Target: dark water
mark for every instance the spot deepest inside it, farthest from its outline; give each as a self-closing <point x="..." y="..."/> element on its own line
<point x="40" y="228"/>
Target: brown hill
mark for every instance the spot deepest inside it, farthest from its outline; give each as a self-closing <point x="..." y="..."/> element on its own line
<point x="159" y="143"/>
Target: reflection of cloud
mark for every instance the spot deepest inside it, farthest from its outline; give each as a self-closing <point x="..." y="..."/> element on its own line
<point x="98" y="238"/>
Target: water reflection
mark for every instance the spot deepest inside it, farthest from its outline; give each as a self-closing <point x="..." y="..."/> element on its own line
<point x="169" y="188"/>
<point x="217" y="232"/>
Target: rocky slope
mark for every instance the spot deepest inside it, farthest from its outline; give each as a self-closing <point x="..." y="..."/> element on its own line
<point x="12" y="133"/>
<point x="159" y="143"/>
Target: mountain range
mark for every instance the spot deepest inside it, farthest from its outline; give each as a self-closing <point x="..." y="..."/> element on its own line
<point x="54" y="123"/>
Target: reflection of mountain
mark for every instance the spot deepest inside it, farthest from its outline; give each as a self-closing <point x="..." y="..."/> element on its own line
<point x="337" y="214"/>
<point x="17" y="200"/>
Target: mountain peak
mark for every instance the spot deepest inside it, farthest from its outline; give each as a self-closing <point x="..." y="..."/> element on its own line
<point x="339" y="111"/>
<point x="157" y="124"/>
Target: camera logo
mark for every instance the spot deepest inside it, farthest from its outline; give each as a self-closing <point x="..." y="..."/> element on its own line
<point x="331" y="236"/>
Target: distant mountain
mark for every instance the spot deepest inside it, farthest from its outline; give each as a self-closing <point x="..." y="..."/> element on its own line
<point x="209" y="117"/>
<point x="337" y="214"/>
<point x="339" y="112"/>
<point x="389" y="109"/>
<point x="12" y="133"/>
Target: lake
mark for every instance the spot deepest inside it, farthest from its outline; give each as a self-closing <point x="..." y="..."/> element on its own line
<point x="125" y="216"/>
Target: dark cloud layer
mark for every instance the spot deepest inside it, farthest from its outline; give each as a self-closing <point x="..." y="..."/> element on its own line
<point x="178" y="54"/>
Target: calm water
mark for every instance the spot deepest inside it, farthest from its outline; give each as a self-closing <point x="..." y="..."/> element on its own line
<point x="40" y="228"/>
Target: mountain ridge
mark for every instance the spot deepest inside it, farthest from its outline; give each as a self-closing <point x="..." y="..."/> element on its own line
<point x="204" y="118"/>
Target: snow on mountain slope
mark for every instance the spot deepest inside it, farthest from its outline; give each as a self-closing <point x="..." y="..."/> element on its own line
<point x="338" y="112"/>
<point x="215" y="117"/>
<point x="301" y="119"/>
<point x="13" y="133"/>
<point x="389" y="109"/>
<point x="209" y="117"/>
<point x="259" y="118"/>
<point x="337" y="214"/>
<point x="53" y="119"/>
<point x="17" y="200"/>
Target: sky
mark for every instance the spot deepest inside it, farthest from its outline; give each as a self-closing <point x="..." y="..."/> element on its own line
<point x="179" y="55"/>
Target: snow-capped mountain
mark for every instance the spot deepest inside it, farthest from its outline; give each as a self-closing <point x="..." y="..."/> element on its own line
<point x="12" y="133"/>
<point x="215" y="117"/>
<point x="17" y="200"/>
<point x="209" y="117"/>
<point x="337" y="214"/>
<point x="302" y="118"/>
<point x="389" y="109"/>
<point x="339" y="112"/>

•••

Repeat all of the data above line for line, with no changes to any wording, numbers, or tags.

Target: dark water
mark for every instance the spot deepest inside it, farthest from its outline; give each as a self-closing <point x="..." y="..."/> element on its own line
<point x="40" y="228"/>
Target: brown hill
mark for every instance the spot deepest inside it, farthest from its outline; give each as a self-closing <point x="..." y="..."/> element on its own line
<point x="159" y="143"/>
Target: reflection of cloud
mark for every instance the spot deepest inside it, farthest from its outline; give each as a self-closing <point x="..." y="..."/> element on its own line
<point x="98" y="238"/>
Target: water reflection
mark for every instance the spot deepest inside it, farthest from its outline; give each as a self-closing <point x="..." y="..."/> element on its own line
<point x="169" y="188"/>
<point x="217" y="232"/>
Target: rocky slope
mark for every instance the spot deepest inside it, farthest from its outline; give each as a self-closing <point x="..." y="..."/> element on its own line
<point x="12" y="133"/>
<point x="159" y="143"/>
Target: mountain range
mark for every instance the spot deepest inside it, farthest from its outline; give each as a self-closing <point x="..." y="..."/> element on its own line
<point x="54" y="123"/>
Target: reflection of mountain
mark for every instance the spot deepest inside it, farthest from its outline; give each as a self-closing <point x="..." y="..."/> element on its own line
<point x="337" y="214"/>
<point x="17" y="200"/>
Target: mountain peak
mark for every instance the spot deepest inside it, farthest from its outline; give each as a self-closing <point x="..." y="..."/> element on its own line
<point x="339" y="111"/>
<point x="157" y="124"/>
Target: camera logo
mark for every instance the spot deepest inside it, farthest from its outline; give each as a self-closing <point x="..." y="..."/> element on its own line
<point x="331" y="236"/>
Target: distant mountain
mark for every instance the spot deepest inside it, farthest from its outline; give each as a self-closing <point x="..." y="..."/> element on its own line
<point x="209" y="117"/>
<point x="337" y="214"/>
<point x="339" y="112"/>
<point x="389" y="109"/>
<point x="12" y="133"/>
Target: lake
mark for every instance the spot deepest inside it, farthest from its outline; give each as a self-closing <point x="..." y="..."/> element on its own line
<point x="125" y="216"/>
Target: dark cloud layer
mark for every instance the spot deepest inside it, farthest from its outline; give each as a self-closing <point x="..." y="..."/> element on its own line
<point x="178" y="54"/>
Target: calm water
mark for every instance the spot deepest inside it, farthest from its outline; give each as a self-closing <point x="..." y="..."/> element on its own line
<point x="40" y="228"/>
Target: mountain ridge
mark for every instance the spot deepest inside it, farthest from its outline; give each as a self-closing <point x="..." y="..."/> element on its own line
<point x="204" y="118"/>
Target: snow on mountain slope
mark for every instance the spot deepest inside it, farthest from its outline; give each as a self-closing <point x="..." y="..."/> element on its own line
<point x="338" y="112"/>
<point x="215" y="117"/>
<point x="301" y="119"/>
<point x="13" y="133"/>
<point x="389" y="109"/>
<point x="209" y="117"/>
<point x="259" y="118"/>
<point x="337" y="214"/>
<point x="53" y="119"/>
<point x="17" y="200"/>
Target: sky
mark for every instance the spot deepest inside it, farthest from its outline; give each as a self-closing <point x="..." y="..."/> element on its own line
<point x="179" y="55"/>
Target: snow-capped mountain
mark for every instance the spot deepest inside it, farthest from its outline; give each as a self-closing <point x="..." y="..."/> element on its own line
<point x="12" y="133"/>
<point x="215" y="117"/>
<point x="17" y="200"/>
<point x="209" y="117"/>
<point x="337" y="214"/>
<point x="302" y="118"/>
<point x="389" y="109"/>
<point x="339" y="112"/>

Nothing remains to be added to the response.